» EXERCISE DIRECTIONS: Leave out the pictures and copy everything else below exactly.

### DATASET EXTRACT

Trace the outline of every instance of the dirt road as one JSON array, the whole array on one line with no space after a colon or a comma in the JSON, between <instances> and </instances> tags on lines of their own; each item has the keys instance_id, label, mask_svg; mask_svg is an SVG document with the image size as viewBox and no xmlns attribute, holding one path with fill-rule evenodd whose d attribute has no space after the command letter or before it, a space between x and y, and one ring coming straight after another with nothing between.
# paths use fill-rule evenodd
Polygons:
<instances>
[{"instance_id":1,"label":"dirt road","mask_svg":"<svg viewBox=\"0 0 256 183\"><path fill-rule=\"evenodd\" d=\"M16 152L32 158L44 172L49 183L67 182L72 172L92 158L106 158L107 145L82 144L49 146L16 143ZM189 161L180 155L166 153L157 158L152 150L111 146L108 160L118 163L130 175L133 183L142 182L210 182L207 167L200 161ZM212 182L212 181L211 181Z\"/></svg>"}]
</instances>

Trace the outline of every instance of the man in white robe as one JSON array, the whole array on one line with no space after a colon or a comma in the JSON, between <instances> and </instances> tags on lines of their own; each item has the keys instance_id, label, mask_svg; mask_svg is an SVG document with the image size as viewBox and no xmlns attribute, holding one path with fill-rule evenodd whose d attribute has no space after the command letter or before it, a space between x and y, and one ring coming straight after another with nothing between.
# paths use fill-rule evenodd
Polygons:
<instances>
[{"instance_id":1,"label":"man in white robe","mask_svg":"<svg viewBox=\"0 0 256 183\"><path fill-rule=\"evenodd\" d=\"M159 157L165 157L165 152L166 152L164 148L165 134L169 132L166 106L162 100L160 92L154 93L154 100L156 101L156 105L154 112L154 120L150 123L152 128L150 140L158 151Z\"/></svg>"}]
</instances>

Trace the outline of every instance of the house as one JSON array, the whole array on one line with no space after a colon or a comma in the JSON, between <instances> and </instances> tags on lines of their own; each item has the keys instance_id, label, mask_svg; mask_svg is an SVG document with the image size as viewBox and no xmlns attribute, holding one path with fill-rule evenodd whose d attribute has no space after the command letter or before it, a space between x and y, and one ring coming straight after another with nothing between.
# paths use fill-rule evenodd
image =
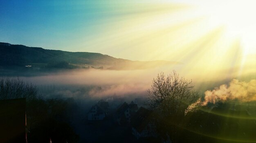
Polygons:
<instances>
[{"instance_id":1,"label":"house","mask_svg":"<svg viewBox=\"0 0 256 143\"><path fill-rule=\"evenodd\" d=\"M117 108L115 119L119 125L130 123L131 118L138 110L138 105L132 101L128 104L124 102Z\"/></svg>"},{"instance_id":2,"label":"house","mask_svg":"<svg viewBox=\"0 0 256 143\"><path fill-rule=\"evenodd\" d=\"M0 100L0 142L27 143L26 99Z\"/></svg>"},{"instance_id":3,"label":"house","mask_svg":"<svg viewBox=\"0 0 256 143\"><path fill-rule=\"evenodd\" d=\"M141 107L131 121L132 134L137 139L154 136L153 124L151 121L152 111Z\"/></svg>"},{"instance_id":4,"label":"house","mask_svg":"<svg viewBox=\"0 0 256 143\"><path fill-rule=\"evenodd\" d=\"M89 121L102 120L108 113L108 102L101 100L93 106L88 114Z\"/></svg>"}]
</instances>

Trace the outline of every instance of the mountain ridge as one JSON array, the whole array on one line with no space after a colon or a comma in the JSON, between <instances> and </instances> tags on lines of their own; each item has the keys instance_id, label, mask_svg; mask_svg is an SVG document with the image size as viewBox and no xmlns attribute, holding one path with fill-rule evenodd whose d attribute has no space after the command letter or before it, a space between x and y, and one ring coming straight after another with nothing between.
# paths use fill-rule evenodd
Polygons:
<instances>
[{"instance_id":1,"label":"mountain ridge","mask_svg":"<svg viewBox=\"0 0 256 143\"><path fill-rule=\"evenodd\" d=\"M48 50L0 42L0 66L2 67L31 65L40 68L134 70L180 64L178 62L161 60L134 61L98 53Z\"/></svg>"}]
</instances>

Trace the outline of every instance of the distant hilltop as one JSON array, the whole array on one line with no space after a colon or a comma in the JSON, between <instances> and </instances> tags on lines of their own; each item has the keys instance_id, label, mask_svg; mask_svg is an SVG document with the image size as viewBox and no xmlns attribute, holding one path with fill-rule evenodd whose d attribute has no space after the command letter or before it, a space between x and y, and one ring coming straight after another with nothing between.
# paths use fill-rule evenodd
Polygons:
<instances>
[{"instance_id":1,"label":"distant hilltop","mask_svg":"<svg viewBox=\"0 0 256 143\"><path fill-rule=\"evenodd\" d=\"M175 61L133 61L100 53L46 50L0 42L0 68L15 66L32 69L94 68L134 70L181 64Z\"/></svg>"},{"instance_id":2,"label":"distant hilltop","mask_svg":"<svg viewBox=\"0 0 256 143\"><path fill-rule=\"evenodd\" d=\"M11 45L11 44L8 43L0 42L0 45L7 46L9 46Z\"/></svg>"}]
</instances>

######

» WORKED SOLUTION:
Trace the outline of every instance of the dirt road as one JSON array, the whole array on one line with no space after a colon or a comma in the JSON, between <instances> and </instances> tags on lines of their own; each item has the keys instance_id, label, mask_svg; mask_svg is an SVG document with the image size as viewBox and no xmlns attribute, holding one path with fill-rule evenodd whose d attribute has no space after the command letter or before it, a space between x and y, and one ring coming straight after another with nothing between.
# paths use fill-rule evenodd
Polygons:
<instances>
[{"instance_id":1,"label":"dirt road","mask_svg":"<svg viewBox=\"0 0 256 183\"><path fill-rule=\"evenodd\" d=\"M16 152L32 158L44 172L49 183L67 182L72 172L92 158L106 158L107 145L82 144L49 146L16 143ZM189 161L180 155L166 153L157 158L152 150L111 146L108 160L118 163L130 175L133 183L142 182L210 182L207 167L200 161ZM212 182L212 181L211 181Z\"/></svg>"}]
</instances>

Trace the outline of every instance of the man in white robe as one JSON array, the whole array on one line with no space after a colon or a comma in the JSON, between <instances> and </instances> tags on lines of their own; each item has the keys instance_id, label, mask_svg; mask_svg is an SVG document with the image size as viewBox and no xmlns attribute, holding one path with fill-rule evenodd whose d attribute has no space after the command letter or before it, a space between x and y, and one ring coming straight after another with nothing between.
# paths use fill-rule evenodd
Polygons:
<instances>
[{"instance_id":1,"label":"man in white robe","mask_svg":"<svg viewBox=\"0 0 256 183\"><path fill-rule=\"evenodd\" d=\"M159 157L165 157L165 152L166 152L164 148L165 134L169 132L166 106L162 100L160 92L154 93L154 100L156 101L156 105L154 112L154 120L150 123L152 128L150 140L158 151Z\"/></svg>"}]
</instances>

Trace the outline of every instance of the house as one JSON array, the whole array on one line with no space after a colon or a comma in the JSON, between <instances> and </instances> tags on lines of their own; each item has the keys instance_id, label, mask_svg; mask_svg is an SVG document with the image size as viewBox and no xmlns attribute, holding one path with fill-rule evenodd whose d attribute has no space after the command letter or before it, a space between x and y, and one ring coming straight after another with nothing between.
# paths use fill-rule evenodd
image =
Polygons:
<instances>
[{"instance_id":1,"label":"house","mask_svg":"<svg viewBox=\"0 0 256 143\"><path fill-rule=\"evenodd\" d=\"M117 108L115 119L119 125L130 123L131 118L138 110L138 105L132 101L128 104L124 102Z\"/></svg>"},{"instance_id":2,"label":"house","mask_svg":"<svg viewBox=\"0 0 256 143\"><path fill-rule=\"evenodd\" d=\"M0 100L0 142L27 143L26 99Z\"/></svg>"},{"instance_id":3,"label":"house","mask_svg":"<svg viewBox=\"0 0 256 143\"><path fill-rule=\"evenodd\" d=\"M141 107L131 121L132 134L137 139L154 136L153 124L151 121L152 111Z\"/></svg>"},{"instance_id":4,"label":"house","mask_svg":"<svg viewBox=\"0 0 256 143\"><path fill-rule=\"evenodd\" d=\"M89 121L102 120L108 113L108 102L101 100L93 106L88 114Z\"/></svg>"}]
</instances>

Trace the outline of every instance of the mountain ridge as one JSON array, the whole array on one line with no space after a colon or a comma in the JSON, between <instances> and </instances> tags on lines of their own; each item has the keys instance_id, label, mask_svg; mask_svg is an SVG document with the image size as viewBox and no xmlns attribute, holding one path with fill-rule evenodd whose d attribute has no space after the command letter or before it, a space between x and y, and one ring coming straight after another with nothing between.
# paths use fill-rule evenodd
Polygons:
<instances>
[{"instance_id":1,"label":"mountain ridge","mask_svg":"<svg viewBox=\"0 0 256 143\"><path fill-rule=\"evenodd\" d=\"M48 50L0 42L0 66L2 67L31 65L40 68L134 70L180 64L178 62L161 60L134 61L98 53Z\"/></svg>"}]
</instances>

Trace the outline of every instance of the distant hilltop as one JSON array, the whole array on one line with no space after a colon or a comma in the JSON, between <instances> and </instances> tags on lines of their own; each item has the keys instance_id, label, mask_svg; mask_svg is an SVG document with the image size as viewBox and no xmlns attribute, holding one path with fill-rule evenodd whose d attribute has no space after the command letter or before it, a space between x and y, and one ring coming straight after another with nothing between.
# paths use fill-rule evenodd
Polygons:
<instances>
[{"instance_id":1,"label":"distant hilltop","mask_svg":"<svg viewBox=\"0 0 256 143\"><path fill-rule=\"evenodd\" d=\"M175 61L133 61L100 53L46 50L0 42L0 68L15 66L32 69L94 68L134 70L181 64Z\"/></svg>"},{"instance_id":2,"label":"distant hilltop","mask_svg":"<svg viewBox=\"0 0 256 143\"><path fill-rule=\"evenodd\" d=\"M11 45L11 44L8 43L0 42L0 45L7 46L9 46Z\"/></svg>"}]
</instances>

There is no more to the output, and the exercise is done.